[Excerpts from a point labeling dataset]
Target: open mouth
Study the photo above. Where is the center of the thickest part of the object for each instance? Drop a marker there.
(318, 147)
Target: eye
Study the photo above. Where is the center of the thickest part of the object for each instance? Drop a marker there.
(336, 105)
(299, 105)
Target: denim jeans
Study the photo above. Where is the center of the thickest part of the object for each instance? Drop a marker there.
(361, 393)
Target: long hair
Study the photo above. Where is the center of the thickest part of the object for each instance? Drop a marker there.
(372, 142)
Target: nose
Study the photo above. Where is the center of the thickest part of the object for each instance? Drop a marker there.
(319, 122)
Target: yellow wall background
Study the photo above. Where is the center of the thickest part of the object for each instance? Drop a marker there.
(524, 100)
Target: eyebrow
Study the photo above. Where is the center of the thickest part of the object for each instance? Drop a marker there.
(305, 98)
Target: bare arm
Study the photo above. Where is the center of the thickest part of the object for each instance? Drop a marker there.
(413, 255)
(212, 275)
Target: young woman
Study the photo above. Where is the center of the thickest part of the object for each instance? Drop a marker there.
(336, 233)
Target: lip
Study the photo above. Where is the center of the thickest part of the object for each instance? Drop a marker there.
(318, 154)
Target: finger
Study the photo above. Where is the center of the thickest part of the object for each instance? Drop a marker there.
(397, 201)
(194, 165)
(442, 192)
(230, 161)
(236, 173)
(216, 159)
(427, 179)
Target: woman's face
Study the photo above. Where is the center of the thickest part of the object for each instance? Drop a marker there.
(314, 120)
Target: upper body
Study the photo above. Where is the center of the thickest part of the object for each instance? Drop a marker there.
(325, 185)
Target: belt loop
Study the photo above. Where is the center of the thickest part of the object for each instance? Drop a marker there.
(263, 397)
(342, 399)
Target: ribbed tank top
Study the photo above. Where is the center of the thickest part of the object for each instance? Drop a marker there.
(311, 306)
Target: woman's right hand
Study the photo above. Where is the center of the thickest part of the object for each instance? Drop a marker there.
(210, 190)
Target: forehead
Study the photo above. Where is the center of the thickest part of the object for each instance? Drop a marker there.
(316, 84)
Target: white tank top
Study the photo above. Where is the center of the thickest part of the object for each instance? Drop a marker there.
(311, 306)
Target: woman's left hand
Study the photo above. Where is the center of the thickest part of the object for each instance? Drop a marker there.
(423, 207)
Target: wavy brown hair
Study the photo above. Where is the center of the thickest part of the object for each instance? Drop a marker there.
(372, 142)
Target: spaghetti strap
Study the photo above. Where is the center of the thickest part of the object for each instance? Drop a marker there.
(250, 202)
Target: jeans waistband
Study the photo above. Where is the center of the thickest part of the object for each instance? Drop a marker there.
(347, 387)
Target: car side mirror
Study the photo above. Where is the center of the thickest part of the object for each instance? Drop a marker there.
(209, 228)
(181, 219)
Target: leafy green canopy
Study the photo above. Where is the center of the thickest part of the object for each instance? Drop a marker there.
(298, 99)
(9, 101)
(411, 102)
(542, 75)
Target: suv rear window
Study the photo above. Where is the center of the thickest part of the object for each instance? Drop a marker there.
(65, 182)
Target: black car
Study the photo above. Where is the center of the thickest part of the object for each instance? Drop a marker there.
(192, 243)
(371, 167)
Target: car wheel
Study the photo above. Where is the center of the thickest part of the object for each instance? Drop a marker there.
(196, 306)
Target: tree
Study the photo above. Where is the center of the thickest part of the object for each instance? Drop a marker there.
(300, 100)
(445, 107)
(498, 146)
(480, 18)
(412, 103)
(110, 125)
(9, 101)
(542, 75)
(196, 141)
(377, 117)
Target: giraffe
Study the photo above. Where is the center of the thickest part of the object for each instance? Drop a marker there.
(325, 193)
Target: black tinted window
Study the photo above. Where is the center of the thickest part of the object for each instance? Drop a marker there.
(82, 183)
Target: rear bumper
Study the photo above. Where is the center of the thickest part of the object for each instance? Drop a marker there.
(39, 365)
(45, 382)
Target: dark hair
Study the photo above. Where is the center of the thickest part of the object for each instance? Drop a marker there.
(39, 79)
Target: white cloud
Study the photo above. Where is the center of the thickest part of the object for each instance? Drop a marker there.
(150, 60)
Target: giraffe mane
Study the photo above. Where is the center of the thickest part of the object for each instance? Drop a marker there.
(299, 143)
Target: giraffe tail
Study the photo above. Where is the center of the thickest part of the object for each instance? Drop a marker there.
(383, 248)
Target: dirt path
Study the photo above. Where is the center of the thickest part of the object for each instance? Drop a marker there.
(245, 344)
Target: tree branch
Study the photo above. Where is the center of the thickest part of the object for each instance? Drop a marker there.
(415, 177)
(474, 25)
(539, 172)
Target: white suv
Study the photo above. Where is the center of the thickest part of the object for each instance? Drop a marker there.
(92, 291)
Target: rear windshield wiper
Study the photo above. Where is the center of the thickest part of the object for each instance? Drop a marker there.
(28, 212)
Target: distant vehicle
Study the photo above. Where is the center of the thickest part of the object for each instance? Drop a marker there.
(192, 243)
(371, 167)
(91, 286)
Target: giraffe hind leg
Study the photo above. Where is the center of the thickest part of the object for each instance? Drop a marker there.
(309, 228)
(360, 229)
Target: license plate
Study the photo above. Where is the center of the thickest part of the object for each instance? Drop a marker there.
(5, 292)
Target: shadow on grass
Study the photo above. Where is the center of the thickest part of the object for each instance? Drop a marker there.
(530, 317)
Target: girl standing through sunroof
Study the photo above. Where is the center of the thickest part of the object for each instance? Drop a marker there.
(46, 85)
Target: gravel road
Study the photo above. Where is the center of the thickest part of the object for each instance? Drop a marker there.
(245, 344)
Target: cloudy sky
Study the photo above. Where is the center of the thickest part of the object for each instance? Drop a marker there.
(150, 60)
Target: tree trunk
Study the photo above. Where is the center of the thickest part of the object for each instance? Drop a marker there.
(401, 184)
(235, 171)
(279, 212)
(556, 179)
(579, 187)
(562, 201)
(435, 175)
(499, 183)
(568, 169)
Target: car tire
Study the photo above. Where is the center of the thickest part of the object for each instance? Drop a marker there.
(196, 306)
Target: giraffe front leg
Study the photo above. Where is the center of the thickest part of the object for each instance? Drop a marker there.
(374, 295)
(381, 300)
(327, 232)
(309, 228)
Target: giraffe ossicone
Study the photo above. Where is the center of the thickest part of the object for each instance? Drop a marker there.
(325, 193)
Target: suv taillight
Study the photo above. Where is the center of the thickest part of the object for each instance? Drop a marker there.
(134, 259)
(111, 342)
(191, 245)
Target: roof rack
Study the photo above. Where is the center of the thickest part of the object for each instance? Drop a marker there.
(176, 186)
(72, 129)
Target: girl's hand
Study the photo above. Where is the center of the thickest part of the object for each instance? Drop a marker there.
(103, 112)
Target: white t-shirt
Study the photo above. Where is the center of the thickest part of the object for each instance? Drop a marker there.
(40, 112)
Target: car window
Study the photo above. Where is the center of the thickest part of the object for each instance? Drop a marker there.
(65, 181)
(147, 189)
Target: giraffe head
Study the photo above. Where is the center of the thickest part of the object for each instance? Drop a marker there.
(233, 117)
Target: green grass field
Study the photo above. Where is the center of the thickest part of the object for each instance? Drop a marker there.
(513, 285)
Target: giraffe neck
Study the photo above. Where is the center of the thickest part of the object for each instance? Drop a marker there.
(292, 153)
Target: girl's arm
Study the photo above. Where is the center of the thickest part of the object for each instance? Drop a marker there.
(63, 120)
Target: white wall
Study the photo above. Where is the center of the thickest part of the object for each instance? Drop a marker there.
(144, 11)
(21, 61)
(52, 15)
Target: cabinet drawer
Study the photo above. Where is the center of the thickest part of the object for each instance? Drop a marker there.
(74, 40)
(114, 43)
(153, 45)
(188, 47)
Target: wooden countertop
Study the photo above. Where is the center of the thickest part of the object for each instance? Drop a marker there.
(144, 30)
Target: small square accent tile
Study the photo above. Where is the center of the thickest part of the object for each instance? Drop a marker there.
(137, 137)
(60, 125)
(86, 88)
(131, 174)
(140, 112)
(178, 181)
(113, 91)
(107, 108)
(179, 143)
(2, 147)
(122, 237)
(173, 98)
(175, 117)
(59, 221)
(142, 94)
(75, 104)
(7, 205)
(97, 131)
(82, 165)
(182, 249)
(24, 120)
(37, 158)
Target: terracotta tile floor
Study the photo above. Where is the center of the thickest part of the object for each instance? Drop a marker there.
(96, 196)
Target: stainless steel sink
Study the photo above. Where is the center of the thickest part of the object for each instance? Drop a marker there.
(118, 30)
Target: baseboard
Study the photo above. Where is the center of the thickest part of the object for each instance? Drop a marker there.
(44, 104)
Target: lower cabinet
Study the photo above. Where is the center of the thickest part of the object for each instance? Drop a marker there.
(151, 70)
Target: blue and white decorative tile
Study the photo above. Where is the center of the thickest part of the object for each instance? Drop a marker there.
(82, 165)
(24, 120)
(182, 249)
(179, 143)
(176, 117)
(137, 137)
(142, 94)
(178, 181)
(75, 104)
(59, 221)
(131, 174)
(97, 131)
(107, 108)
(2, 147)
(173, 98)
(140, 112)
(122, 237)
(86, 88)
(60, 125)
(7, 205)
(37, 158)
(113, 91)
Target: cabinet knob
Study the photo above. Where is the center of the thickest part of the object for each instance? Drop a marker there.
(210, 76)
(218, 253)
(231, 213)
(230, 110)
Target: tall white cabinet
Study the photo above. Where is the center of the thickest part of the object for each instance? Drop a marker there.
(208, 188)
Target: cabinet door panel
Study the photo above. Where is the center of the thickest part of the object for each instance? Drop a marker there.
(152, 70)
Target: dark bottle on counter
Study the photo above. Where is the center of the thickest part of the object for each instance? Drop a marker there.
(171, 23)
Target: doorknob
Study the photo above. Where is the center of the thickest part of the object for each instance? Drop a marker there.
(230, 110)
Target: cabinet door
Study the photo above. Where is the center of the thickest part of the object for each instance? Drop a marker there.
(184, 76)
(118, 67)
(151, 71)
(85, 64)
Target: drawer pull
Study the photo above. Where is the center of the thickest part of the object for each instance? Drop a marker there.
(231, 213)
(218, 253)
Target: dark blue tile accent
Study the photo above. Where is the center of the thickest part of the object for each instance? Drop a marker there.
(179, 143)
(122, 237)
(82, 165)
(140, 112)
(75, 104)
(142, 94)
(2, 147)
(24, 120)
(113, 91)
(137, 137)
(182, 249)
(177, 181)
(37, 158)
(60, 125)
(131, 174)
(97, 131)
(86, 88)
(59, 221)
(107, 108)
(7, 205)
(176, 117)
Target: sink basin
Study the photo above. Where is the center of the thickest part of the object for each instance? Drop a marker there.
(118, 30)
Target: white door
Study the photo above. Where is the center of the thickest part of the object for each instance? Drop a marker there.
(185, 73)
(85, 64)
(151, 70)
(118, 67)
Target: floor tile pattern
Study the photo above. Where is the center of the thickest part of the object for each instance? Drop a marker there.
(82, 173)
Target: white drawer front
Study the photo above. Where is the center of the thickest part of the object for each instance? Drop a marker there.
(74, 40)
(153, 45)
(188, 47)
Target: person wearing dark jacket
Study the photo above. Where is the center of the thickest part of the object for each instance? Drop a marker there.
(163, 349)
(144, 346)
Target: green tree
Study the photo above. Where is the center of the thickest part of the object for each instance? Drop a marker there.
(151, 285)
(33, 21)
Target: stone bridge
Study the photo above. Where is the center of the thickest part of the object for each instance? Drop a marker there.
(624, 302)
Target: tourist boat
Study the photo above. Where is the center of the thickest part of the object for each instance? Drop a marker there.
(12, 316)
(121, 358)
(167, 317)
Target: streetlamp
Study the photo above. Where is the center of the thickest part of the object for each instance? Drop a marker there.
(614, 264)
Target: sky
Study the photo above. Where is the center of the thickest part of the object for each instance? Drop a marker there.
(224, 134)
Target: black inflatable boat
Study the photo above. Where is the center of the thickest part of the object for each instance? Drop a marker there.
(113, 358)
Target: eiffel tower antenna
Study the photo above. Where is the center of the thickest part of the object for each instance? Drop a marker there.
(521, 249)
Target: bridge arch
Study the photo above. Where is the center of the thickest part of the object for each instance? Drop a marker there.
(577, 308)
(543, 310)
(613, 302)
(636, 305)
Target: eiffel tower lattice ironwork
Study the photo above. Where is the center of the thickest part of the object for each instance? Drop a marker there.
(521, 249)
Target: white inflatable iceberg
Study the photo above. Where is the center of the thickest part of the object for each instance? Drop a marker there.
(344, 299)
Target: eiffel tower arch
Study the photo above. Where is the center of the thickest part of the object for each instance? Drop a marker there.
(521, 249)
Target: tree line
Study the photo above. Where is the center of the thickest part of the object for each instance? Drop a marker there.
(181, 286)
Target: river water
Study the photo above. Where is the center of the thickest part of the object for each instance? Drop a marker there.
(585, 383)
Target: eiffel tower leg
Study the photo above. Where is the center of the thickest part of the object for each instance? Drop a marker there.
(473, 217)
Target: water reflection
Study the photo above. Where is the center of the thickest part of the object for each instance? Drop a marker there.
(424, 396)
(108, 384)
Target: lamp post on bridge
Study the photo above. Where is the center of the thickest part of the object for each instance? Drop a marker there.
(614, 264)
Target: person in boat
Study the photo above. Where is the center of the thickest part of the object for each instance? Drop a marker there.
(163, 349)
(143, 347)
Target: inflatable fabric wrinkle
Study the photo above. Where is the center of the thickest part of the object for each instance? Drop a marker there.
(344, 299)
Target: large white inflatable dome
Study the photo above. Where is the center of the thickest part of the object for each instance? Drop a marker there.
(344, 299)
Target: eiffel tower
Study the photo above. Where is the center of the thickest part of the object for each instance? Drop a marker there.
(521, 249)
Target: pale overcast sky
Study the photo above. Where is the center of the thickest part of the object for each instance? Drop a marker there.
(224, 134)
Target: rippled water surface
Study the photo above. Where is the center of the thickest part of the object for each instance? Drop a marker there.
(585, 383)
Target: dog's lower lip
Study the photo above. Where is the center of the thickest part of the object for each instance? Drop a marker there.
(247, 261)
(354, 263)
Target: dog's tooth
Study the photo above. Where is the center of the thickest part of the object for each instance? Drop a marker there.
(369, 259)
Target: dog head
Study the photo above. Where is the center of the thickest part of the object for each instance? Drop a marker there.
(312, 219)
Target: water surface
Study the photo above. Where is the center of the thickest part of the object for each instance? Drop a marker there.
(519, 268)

● **YOUR TASK**: Can you put the lines of the material above, from the line containing "Target: water surface" through the end of the material, into a JSON list of strings with one string per line and blank lines left out?

● **OUTPUT BELOW**:
[
  "Target: water surface",
  "Study the photo above. Where is the center of the thickest part of the object for each instance? Drop a marker there.",
  "(519, 268)"
]